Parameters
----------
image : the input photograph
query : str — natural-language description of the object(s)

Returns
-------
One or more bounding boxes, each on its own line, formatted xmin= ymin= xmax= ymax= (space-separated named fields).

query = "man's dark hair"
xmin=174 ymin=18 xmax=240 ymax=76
○ ○ ○ ○
■ **AIM OF THE EXERCISE**
Can you write out every line of the entries above again, requests included, with each bounding-box coordinate in the answers multiplied by 0.5 and rounded to the nearest whole number, halves rounded up?

■ **RESULT OF THIS TASK**
Parameters
----------
image : the input photograph
query : str — natural-language description of the object(s)

Returns
-------
One or more bounding boxes, each on its own line, formatted xmin= ymin= xmax= ymax= (space-separated named fields).

query = "man's dark hair"
xmin=87 ymin=9 xmax=120 ymax=38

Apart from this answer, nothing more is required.